De digitale vraagbaak voor het wiskundeonderwijs

home |  vandaag |  gisteren |  bijzonder |  gastenboek |  wie is wie? |  verhalen |  contact

HOME

samengevat
vragen bekijken
een vraag stellen
hulpjes
zoeken
FAQ
links
twitter
boeken
help

inloggen

colofon

  \require{AMSmath} Printen

De groothandel in bankstellen

De volgende vraag hebben we opgelost, maar we weten niet of dit wel zeker klopt. We hebben dit gedaan mbv het programma OR-stat. En kregen voor de minimale vervoerskosten 2.115.000 euro.

Dit was de vraag:
De groothandel in bankstellen heeft in het magazijn in Breda weer 40 bankstellen in voorraad en in het magazijn in Eindhoven is de voorraad 45. Er komt een bestelling uit Tilburg van 34 bankstellen, een bestelling uit Den Bosch van 29 bankstellen en een bestelling van 22 bankstellen uit Vught. De vervoerskosten in euro per bankstel staan in de matrix T.
              VAN
B E
naar T 25 15
DB 35 30
V 30 20
Gevraagd: Bereken de minimale vervoerskosten.

Alvast bedankt!
groetjes Ingrid

Ingrid
Student hbo - maandag 10 juni 2002

Antwoord

Merk bij dit soort vragen eerst even op of de vraag en het aanbod elkaar 'dekken'. De magazijnen bevatten in totaal 85 bankstellen en er worden er ook precies 85 gevraagd.
Dit klopt dus mooi met elkaar.

Maak bij het volgende verhaal zelf een transportschema, zodat je ziet wat naar wat gaat. De vergelijkingen hoeven nu uiteraard niet met die van jezelf overeen te stemmen; het hangt er maar net vanaf wat je x, y enz. noemt.

### Verzamelde gegevens
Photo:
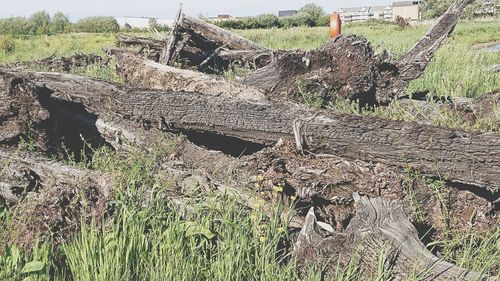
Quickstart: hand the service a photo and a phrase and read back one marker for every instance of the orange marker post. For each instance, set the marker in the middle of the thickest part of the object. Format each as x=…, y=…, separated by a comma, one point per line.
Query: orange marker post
x=335, y=25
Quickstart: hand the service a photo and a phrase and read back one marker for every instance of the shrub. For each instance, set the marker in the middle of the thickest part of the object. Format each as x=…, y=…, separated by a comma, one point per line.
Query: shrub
x=17, y=26
x=42, y=22
x=97, y=25
x=7, y=44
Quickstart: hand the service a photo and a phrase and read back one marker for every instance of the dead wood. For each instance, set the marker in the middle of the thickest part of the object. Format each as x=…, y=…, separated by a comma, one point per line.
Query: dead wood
x=480, y=111
x=195, y=41
x=379, y=226
x=337, y=177
x=53, y=63
x=344, y=68
x=413, y=63
x=166, y=54
x=327, y=182
x=455, y=155
x=50, y=198
x=152, y=75
x=347, y=68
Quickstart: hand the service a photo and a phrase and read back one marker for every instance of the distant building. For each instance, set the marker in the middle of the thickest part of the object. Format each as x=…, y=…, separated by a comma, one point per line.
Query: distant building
x=141, y=22
x=365, y=13
x=287, y=13
x=381, y=12
x=407, y=10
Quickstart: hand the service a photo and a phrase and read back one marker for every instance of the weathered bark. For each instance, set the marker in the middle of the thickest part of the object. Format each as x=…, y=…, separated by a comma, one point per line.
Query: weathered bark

### Opdrachten
A – Noem alle plaatsen die in de tekst over de bankstellen voorkomen.
B – Hoeveel bankstellen heeft het magazijn in Eindhoven volgens de tekst over de bankstellen in voorraad?

### Antwoorden per opdracht
A – Breda, Eindhoven, Tilburg, Den Bosch, Vught

B – 45 bankstellen